> _Exercise brief_:
Among the records below, how many lines contain "instance"? State the number and nothing more.

> _Input_:
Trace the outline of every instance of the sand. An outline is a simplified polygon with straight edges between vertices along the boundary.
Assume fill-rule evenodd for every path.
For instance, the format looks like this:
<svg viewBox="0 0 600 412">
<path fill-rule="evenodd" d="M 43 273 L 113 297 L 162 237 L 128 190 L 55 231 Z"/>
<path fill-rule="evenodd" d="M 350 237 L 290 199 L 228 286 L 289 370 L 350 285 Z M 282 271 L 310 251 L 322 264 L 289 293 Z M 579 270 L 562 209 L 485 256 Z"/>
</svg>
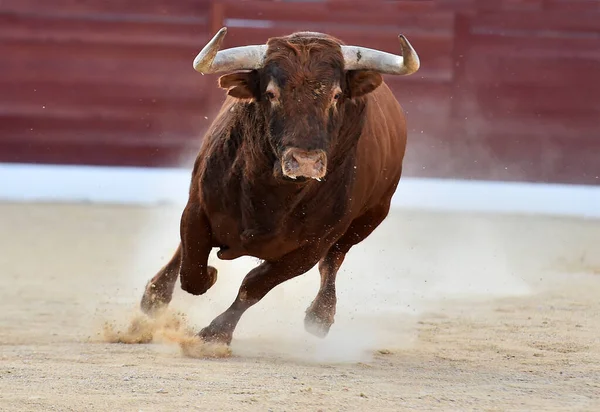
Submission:
<svg viewBox="0 0 600 412">
<path fill-rule="evenodd" d="M 256 261 L 211 257 L 213 289 L 144 318 L 180 210 L 0 204 L 1 411 L 600 410 L 600 221 L 393 212 L 326 339 L 303 330 L 312 270 L 205 356 L 193 333 Z"/>
</svg>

> _Result of this task_:
2